■ Task objective: How many lines in the items below contain the string "sleeve", with case counted? Give only the number.
===== Provided entries =====
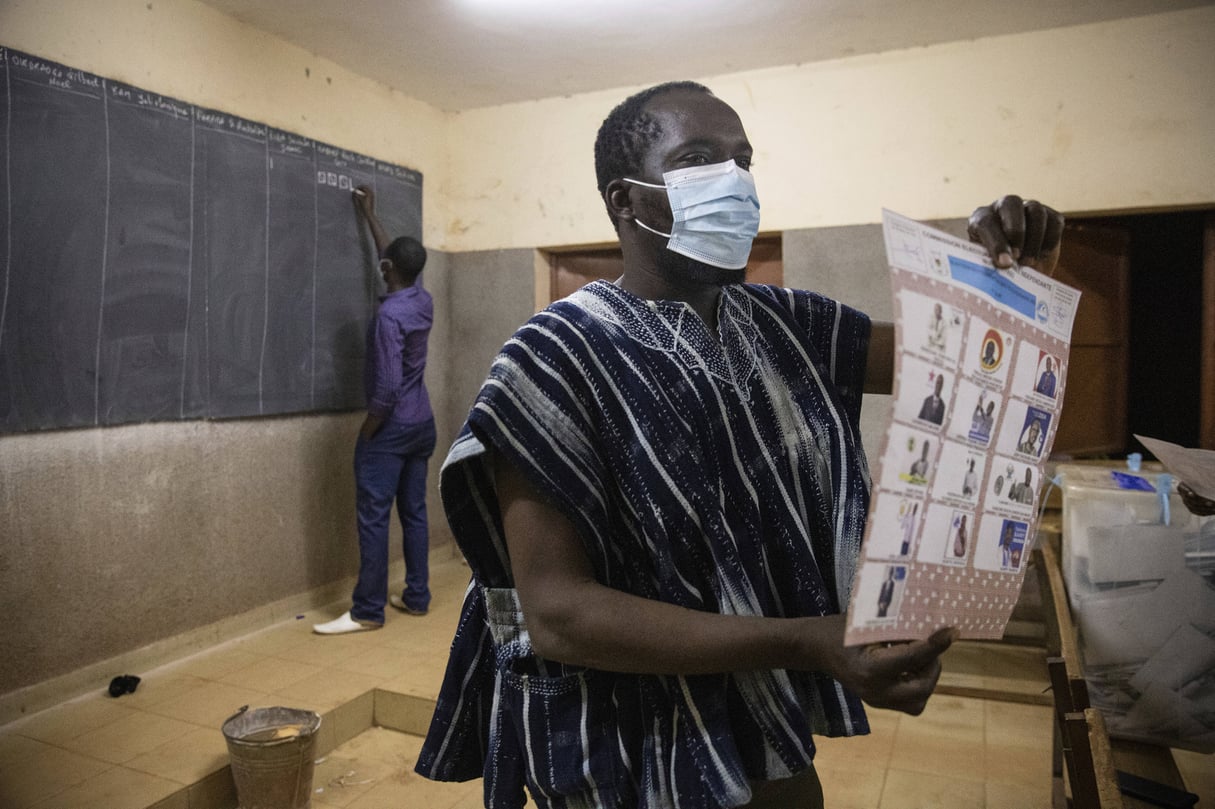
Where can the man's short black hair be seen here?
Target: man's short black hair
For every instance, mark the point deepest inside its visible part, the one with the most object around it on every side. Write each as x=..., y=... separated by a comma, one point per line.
x=628, y=131
x=407, y=255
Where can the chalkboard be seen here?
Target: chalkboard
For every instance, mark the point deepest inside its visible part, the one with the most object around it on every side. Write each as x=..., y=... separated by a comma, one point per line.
x=168, y=261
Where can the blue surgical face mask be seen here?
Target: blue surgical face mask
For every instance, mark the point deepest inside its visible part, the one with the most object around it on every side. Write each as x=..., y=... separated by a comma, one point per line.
x=715, y=213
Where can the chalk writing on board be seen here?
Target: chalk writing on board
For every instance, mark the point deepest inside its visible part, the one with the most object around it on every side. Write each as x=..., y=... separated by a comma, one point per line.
x=170, y=261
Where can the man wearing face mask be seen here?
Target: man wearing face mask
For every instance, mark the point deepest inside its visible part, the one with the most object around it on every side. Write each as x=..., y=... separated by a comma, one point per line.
x=661, y=492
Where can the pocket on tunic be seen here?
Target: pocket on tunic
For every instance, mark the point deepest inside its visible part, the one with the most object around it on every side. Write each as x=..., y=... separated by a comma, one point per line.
x=566, y=733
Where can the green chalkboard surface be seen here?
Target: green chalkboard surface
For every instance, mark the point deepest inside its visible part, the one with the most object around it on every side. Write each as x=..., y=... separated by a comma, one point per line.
x=160, y=260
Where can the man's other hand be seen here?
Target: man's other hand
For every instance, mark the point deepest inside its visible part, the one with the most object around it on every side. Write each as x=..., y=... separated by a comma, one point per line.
x=1016, y=231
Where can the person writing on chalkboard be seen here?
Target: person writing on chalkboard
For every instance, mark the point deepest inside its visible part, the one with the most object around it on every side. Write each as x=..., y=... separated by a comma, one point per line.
x=397, y=436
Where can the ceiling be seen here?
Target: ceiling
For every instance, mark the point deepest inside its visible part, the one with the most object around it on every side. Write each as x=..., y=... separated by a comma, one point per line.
x=467, y=54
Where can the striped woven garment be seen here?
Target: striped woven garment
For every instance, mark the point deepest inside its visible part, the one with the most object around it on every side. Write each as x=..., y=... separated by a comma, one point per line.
x=717, y=471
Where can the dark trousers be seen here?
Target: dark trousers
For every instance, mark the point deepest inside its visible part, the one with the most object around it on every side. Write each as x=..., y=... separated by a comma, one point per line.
x=391, y=465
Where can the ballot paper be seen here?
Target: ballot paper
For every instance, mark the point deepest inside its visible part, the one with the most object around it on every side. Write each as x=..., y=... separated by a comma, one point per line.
x=1192, y=467
x=981, y=367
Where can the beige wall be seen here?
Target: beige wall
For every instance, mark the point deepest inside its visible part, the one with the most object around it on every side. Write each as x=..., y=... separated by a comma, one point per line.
x=1112, y=116
x=122, y=538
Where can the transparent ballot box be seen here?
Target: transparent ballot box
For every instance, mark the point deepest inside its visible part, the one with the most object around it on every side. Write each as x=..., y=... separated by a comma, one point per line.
x=1140, y=573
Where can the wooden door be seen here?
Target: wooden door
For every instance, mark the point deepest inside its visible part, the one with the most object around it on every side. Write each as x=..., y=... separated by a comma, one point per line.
x=1207, y=426
x=1096, y=260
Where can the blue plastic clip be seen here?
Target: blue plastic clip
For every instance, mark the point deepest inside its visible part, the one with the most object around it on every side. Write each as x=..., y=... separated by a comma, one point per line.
x=1164, y=487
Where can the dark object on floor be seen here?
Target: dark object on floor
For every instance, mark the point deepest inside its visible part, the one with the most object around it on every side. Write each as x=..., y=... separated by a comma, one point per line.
x=1158, y=795
x=124, y=684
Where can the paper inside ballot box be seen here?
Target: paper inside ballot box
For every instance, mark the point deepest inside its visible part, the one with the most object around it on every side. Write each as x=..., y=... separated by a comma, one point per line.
x=1131, y=623
x=1135, y=553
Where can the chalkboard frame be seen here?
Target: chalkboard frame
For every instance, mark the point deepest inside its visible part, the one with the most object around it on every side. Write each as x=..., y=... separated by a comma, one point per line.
x=165, y=261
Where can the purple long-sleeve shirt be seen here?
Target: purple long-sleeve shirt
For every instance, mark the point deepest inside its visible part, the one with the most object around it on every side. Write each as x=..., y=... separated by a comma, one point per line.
x=396, y=356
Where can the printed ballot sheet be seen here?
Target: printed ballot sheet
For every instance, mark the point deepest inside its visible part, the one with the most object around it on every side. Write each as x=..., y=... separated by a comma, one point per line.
x=981, y=368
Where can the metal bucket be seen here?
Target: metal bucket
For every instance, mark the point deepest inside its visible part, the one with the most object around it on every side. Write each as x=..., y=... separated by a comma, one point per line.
x=271, y=756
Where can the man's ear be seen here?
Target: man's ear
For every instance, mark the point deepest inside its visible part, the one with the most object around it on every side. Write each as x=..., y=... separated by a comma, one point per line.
x=619, y=201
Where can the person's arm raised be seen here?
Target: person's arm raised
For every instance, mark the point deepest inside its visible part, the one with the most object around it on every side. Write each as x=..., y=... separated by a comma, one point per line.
x=365, y=201
x=575, y=620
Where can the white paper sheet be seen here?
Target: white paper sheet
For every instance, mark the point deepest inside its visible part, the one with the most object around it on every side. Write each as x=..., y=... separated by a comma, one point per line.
x=1192, y=467
x=981, y=367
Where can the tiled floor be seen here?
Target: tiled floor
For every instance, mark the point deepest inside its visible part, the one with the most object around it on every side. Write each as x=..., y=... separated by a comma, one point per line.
x=162, y=746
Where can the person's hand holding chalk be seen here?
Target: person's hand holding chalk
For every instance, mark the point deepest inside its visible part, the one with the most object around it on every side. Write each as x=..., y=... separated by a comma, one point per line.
x=365, y=198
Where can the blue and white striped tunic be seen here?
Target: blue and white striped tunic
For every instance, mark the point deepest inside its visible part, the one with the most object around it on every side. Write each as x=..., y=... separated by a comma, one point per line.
x=716, y=471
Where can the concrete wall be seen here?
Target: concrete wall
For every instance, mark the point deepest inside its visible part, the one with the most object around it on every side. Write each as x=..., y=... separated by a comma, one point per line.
x=122, y=544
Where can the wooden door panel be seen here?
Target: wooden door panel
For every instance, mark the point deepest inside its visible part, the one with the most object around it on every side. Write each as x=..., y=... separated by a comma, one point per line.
x=1096, y=260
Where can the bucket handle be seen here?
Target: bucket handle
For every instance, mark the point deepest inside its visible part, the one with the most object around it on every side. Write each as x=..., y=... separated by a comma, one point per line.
x=239, y=711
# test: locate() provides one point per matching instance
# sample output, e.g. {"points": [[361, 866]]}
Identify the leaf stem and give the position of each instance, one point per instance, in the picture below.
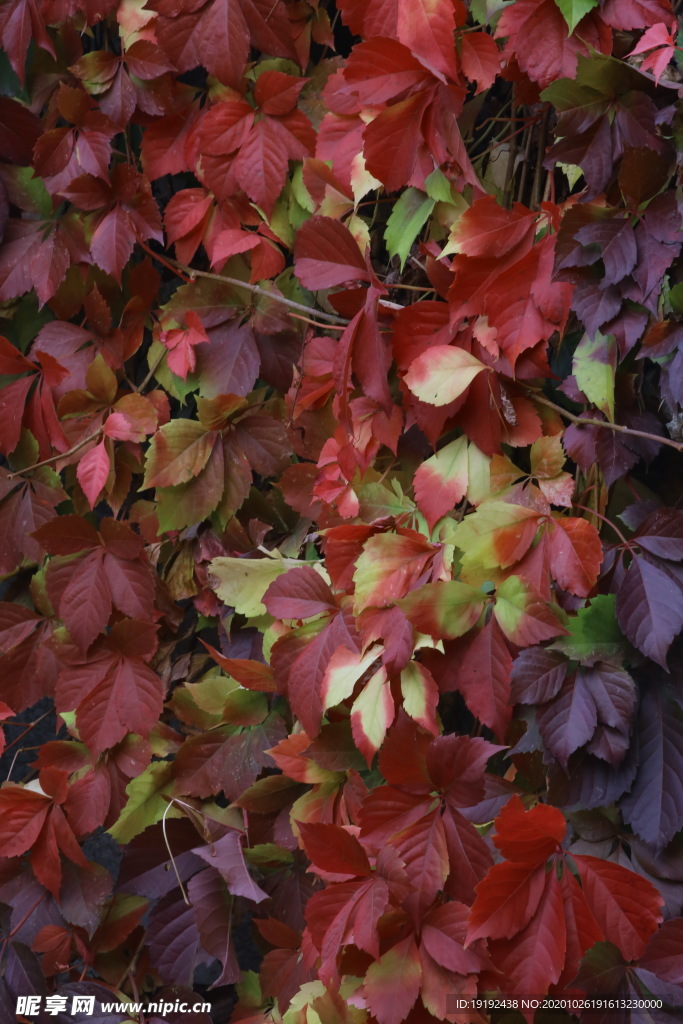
{"points": [[588, 421], [256, 290], [56, 458], [608, 522]]}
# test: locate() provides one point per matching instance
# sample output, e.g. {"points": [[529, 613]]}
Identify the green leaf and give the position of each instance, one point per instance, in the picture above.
{"points": [[146, 802], [594, 632], [406, 221], [243, 582], [573, 10], [178, 452], [594, 368]]}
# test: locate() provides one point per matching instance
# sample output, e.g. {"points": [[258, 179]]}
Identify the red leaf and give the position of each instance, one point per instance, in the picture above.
{"points": [[528, 837], [664, 955], [480, 58], [222, 42], [392, 982], [113, 242], [506, 900], [326, 254], [261, 163], [575, 554], [82, 596], [67, 536], [627, 907], [300, 593], [275, 92], [481, 673], [93, 469], [252, 675], [333, 849], [532, 960], [24, 814]]}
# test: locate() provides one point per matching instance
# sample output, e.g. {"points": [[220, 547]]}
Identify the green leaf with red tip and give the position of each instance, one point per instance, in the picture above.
{"points": [[392, 982], [390, 566], [372, 715], [444, 609], [523, 615], [441, 374], [497, 535], [442, 480], [420, 695]]}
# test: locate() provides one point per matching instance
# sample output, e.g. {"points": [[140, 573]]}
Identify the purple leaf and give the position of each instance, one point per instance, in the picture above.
{"points": [[662, 535], [654, 806], [213, 906], [174, 940], [537, 675], [649, 609], [568, 721], [595, 305], [226, 857], [616, 244]]}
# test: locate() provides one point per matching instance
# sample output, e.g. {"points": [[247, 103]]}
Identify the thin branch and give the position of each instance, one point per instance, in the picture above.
{"points": [[153, 370], [256, 290], [586, 421], [57, 458], [541, 155]]}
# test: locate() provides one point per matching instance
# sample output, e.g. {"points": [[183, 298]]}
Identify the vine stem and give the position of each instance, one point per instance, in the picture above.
{"points": [[22, 923], [56, 458], [256, 290], [594, 422], [608, 522]]}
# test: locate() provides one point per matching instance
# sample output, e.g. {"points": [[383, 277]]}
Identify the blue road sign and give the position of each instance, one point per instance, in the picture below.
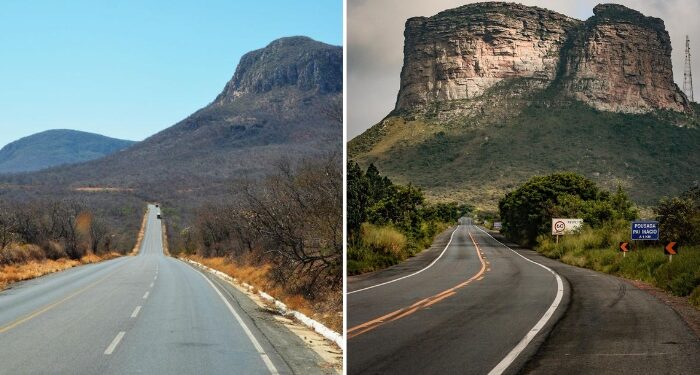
{"points": [[645, 230]]}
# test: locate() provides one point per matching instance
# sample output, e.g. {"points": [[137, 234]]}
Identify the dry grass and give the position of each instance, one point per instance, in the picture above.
{"points": [[258, 277], [18, 272]]}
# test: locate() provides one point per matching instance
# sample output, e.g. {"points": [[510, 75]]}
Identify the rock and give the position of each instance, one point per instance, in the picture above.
{"points": [[618, 60], [298, 61], [621, 62]]}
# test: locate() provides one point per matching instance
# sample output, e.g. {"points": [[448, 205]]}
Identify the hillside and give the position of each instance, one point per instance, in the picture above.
{"points": [[56, 147], [489, 99], [278, 106]]}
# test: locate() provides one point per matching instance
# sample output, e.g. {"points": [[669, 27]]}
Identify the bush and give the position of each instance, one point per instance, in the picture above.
{"points": [[526, 212], [385, 240]]}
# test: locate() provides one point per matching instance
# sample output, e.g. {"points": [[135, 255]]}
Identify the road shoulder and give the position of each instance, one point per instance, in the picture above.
{"points": [[302, 350], [410, 265]]}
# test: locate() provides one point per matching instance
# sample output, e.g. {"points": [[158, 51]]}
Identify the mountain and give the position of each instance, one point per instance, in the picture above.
{"points": [[281, 104], [56, 147], [494, 93]]}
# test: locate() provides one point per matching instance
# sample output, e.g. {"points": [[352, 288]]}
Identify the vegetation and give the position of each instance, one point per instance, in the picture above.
{"points": [[290, 222], [47, 236], [478, 158], [527, 211], [388, 223]]}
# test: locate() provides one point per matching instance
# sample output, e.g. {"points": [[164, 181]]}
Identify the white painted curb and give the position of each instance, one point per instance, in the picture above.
{"points": [[324, 331]]}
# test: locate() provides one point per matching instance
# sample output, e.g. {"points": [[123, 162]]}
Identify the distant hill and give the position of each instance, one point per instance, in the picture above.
{"points": [[283, 103], [56, 147], [494, 93]]}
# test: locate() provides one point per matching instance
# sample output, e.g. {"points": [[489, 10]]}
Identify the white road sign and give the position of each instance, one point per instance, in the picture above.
{"points": [[565, 226]]}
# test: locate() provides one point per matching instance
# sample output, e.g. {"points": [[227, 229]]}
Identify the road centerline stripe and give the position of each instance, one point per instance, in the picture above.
{"points": [[54, 304], [115, 342], [136, 311], [403, 312], [415, 273]]}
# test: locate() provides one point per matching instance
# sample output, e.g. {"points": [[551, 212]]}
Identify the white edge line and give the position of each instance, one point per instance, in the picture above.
{"points": [[270, 366], [415, 273], [510, 357], [115, 342], [136, 311]]}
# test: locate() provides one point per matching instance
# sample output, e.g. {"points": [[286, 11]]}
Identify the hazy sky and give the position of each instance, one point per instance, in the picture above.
{"points": [[128, 69], [375, 44]]}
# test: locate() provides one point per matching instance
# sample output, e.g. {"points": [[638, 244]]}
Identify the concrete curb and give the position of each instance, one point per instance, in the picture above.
{"points": [[324, 331]]}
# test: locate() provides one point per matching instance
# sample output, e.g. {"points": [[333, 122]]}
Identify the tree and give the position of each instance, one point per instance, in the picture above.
{"points": [[527, 211]]}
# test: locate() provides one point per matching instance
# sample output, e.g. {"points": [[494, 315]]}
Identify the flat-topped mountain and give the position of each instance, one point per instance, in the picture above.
{"points": [[277, 106], [494, 93], [56, 147]]}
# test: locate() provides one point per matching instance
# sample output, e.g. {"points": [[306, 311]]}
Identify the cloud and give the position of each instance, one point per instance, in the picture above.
{"points": [[375, 44]]}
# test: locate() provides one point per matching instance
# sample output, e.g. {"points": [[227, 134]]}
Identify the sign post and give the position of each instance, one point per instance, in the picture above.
{"points": [[562, 226], [670, 249], [645, 230], [624, 248]]}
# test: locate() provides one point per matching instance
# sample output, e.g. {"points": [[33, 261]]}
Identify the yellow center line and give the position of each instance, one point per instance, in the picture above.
{"points": [[426, 302], [46, 308]]}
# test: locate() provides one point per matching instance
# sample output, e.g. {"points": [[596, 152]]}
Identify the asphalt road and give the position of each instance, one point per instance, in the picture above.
{"points": [[440, 329], [600, 325], [147, 314]]}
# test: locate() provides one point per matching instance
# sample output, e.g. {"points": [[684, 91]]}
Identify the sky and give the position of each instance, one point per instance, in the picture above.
{"points": [[130, 68], [375, 45]]}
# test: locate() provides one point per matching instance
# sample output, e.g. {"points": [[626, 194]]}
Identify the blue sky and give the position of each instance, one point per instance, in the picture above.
{"points": [[129, 69]]}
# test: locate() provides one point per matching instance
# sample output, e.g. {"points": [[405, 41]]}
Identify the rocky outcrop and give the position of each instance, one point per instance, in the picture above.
{"points": [[621, 62], [299, 62], [618, 60]]}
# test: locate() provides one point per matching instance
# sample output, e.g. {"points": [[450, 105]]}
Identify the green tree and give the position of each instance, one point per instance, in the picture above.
{"points": [[527, 211]]}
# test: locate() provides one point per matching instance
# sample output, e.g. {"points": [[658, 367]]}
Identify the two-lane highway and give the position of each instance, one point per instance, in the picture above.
{"points": [[473, 309], [147, 314]]}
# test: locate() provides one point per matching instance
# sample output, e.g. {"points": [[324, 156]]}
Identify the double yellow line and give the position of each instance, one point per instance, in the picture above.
{"points": [[426, 302], [48, 307]]}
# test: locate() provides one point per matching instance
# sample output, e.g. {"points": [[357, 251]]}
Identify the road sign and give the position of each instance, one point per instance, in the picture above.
{"points": [[565, 226], [645, 230], [671, 248]]}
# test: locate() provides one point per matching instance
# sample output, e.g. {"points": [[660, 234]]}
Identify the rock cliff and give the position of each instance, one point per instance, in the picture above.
{"points": [[298, 62], [618, 60]]}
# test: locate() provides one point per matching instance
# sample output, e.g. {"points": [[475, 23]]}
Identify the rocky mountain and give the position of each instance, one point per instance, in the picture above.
{"points": [[280, 105], [56, 147], [492, 93]]}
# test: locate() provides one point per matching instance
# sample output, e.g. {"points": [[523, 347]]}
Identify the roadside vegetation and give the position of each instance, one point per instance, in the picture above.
{"points": [[388, 223], [282, 234], [37, 238], [526, 214]]}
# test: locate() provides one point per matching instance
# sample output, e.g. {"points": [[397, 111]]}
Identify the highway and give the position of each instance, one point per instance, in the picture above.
{"points": [[472, 305], [145, 314]]}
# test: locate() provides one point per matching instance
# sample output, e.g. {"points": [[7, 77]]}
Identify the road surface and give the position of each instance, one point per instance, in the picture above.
{"points": [[514, 315], [147, 314]]}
=====
■ Finished task: 2